Exercise 1. In the bowling-alley hot dog post, who made the chili and slaw for the food concession at Venture Lanes?
Exercise 2. Quote everything in the bowling-alley hot dog post from "Remember when bowling" down to "at either place.".

Text extract.

____________________

Remember when bowling alleys were bowling alleys? For a while they called them "bowling establishments" to make them sound classier, but they were still noisy, smoke filled places with cold beer and good hot dogs. Next came the "bowling lanes" movement. That lasted for quite a while. Now we have ...(drum roll please)...
... Family Fun Centers!
Venture Lanes, er I mean Venture Family Fun Center in Jefferson used to have great hot dogs. The food concession was run by a man whose mother made the chili and slaw at home. Since he had the food concession at both Venture and Boulevard Lanes (the latter of which, by the way, is now nothing but a very flat piece of real estate) you could be assured of a quality dog at either place.
Not any more. I present to you, the jury, the final piece of evidence that it is no longer possible to get a decent hot dog in these once proud colonades of culinary delight. The Venture Family Fun Center's hot dogs are nearly carbon copies of the mediocre offerings from Galaxy Lanes. Yuck.
I am beginning to formulate a theory regarding second-hand smoke and hot dogs. Once upon a time bowling alleys were filled with smoke and they had great hot dogs. Now they are smoke free and the dogs are crummy. Two of the best hot dogs I've had recently have come from places I can barely stand to walk into for the smoke. Hmmm.
Saturday, April 29, 2006
Wednesday, April 26, 2006
The next chapter in the Great Bowling Alley WVHD Search took me to Nitro to check on the dogs at Towne & Country Lanes. Would my hot dog hopes be dashed? Or would I find a glimmer of promise embedded there between the chili and the slaw?

____________________

Raw data.
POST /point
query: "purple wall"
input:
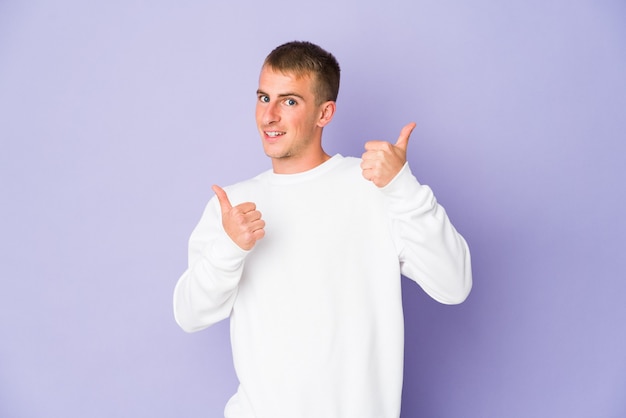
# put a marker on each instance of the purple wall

____________________

Complete answer 1. The mother of the man who ran the food concession made them at home.

Complete answer 2.
Remember when bowling alleys were bowling alleys? For a while they called them "bowling establishments" to make them sound classier, but they were still noisy, smoke filled places with cold beer and good hot dogs. Next came the "bowling lanes" movement. That lasted for quite a while. Now we have ...(drum roll please)...
... Family Fun Centers!
Venture Lanes, er I mean Venture Family Fun Center in Jefferson used to have great hot dogs. The food concession was run by a man whose mother made the chili and slaw at home. Since he had the food concession at both Venture and Boulevard Lanes (the latter of which, by the way, is now nothing but a very flat piece of real estate) you could be assured of a quality dog at either place.